September Swashbucklers: The Princess Bride

Liz:

10 Reasons to Like The Princess Bride

  1. “As you wish” (especially when said as tumbling down hill)
  2. “Hello. My name is Inigo Montoya. You killed my father. Prepare to die.”
  3. “Inconceivable.”
  4. “Rodents of unusual size? I don’t think they exist.”
  5. “He’s only mostly dead.”
  6. “True love”
  7. Swordplay left handed and then right handed.
  8. Both drinks had poison
  9. Names like Buttercup, the Dread Pirate Roberts, Miracle Max, and Prince Humperdinck
  10. A grandfather reading to his sick grandson, but skipping the kissing scenes at grandson’s request

Aside from being remarkably quotable, The Princess Bride has likeable and memorable characters (like Fezzik) and just memorable characters (like Vizzini), a great swashbuckling scene, a sweet giant, a fairy tale feel, and a touching frame story. To my surprise, it’s actually based on the 1973 fantasy novel of the same name by William Goldman, who wrote the screenplay for the movie. I have the book, though I’ve never read it. The book’s cover announces it is an abridgement (though its size belies that) of a work by S. Morgenstern. Don’t be fooled: there’s no such unabridged book or such an author. That’s just part of the fun.

What do you like about The Princess Bride? Have you read the book?

+-------+

### Problem 1
Name every character from the film that the post on The Princess Bride mentions by name.

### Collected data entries
+-------+

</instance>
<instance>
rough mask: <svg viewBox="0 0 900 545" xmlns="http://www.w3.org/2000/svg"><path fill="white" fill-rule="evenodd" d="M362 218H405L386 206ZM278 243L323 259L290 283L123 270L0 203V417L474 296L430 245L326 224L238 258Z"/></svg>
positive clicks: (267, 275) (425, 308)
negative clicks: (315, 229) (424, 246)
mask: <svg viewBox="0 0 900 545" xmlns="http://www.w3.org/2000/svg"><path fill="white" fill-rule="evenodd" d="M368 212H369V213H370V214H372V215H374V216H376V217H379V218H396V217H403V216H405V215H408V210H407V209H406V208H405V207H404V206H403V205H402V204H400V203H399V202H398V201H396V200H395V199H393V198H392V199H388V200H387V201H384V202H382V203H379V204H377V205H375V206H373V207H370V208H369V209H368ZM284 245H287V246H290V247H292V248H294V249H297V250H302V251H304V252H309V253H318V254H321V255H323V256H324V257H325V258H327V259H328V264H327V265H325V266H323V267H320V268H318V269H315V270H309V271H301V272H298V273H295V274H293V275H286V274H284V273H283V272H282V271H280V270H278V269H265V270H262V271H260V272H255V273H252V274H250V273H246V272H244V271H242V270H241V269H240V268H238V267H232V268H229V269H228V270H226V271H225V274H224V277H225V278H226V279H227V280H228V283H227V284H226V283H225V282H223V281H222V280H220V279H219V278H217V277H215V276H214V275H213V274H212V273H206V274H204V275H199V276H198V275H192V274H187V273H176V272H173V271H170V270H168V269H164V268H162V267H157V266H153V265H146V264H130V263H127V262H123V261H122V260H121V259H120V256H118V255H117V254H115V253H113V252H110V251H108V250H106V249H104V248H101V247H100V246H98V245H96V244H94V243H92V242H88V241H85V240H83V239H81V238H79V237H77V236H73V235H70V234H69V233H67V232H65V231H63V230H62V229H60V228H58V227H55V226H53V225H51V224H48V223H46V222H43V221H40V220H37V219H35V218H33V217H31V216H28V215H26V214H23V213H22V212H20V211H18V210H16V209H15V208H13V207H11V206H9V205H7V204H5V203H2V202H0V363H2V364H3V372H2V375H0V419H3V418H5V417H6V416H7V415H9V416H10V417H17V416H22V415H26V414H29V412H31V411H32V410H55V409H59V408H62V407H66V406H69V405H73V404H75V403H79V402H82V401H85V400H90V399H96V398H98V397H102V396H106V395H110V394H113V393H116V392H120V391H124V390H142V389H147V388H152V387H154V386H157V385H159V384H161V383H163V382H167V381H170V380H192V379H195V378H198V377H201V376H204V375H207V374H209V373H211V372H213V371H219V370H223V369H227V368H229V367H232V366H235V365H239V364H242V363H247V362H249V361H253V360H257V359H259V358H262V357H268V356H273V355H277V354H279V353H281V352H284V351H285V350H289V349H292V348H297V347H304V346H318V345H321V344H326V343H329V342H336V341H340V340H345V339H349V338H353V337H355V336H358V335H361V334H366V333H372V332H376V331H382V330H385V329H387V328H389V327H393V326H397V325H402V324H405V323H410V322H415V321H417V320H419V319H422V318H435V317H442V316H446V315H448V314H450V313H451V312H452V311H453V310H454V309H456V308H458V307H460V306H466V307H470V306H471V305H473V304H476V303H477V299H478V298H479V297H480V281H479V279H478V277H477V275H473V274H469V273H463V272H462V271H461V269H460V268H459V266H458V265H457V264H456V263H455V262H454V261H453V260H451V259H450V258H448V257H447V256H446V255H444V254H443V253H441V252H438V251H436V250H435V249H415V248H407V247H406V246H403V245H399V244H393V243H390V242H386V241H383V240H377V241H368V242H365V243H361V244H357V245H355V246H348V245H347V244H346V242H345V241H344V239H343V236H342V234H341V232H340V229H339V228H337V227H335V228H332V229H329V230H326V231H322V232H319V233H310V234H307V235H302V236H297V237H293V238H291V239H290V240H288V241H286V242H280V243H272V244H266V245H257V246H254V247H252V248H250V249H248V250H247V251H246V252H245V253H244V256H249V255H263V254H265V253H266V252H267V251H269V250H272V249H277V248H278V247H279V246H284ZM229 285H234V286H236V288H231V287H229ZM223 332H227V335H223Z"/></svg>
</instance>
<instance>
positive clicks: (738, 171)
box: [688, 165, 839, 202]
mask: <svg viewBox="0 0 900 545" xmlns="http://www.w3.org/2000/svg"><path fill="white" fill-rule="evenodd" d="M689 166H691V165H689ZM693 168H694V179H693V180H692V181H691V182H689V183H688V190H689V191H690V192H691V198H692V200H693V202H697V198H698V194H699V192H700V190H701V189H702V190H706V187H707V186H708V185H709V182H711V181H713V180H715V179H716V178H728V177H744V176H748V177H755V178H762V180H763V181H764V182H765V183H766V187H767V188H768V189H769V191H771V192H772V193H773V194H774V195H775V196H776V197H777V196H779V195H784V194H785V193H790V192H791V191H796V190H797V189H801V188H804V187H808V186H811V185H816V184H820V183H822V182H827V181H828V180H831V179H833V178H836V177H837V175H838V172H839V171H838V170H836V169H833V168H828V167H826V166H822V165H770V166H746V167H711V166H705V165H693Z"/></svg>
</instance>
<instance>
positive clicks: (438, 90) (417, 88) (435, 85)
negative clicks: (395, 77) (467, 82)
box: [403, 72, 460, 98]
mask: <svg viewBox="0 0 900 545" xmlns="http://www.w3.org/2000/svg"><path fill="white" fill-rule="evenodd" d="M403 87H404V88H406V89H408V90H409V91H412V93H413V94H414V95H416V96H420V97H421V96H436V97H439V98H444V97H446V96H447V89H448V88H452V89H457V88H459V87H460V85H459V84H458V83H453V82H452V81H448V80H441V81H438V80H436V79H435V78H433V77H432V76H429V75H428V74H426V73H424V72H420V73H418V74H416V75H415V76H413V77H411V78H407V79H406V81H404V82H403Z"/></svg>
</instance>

+-------+

### Problem 2
Rename "rough mask" to "coarse mask" in the records, covering everything from the start of the records down to the line containing "rough mask: <svg", and return only those lines.

### Answer section 1
Inigo Montoya, Buttercup, the Dread Pirate Roberts, Miracle Max, Prince Humperdinck, Fezzik, Vizzini

### Answer section 2
</instance>
<instance>
coarse mask: <svg viewBox="0 0 900 545" xmlns="http://www.w3.org/2000/svg"><path fill="white" fill-rule="evenodd" d="M362 218H405L386 206ZM278 243L323 259L290 283L123 270L0 203V417L474 296L430 245L326 224L238 258Z"/></svg>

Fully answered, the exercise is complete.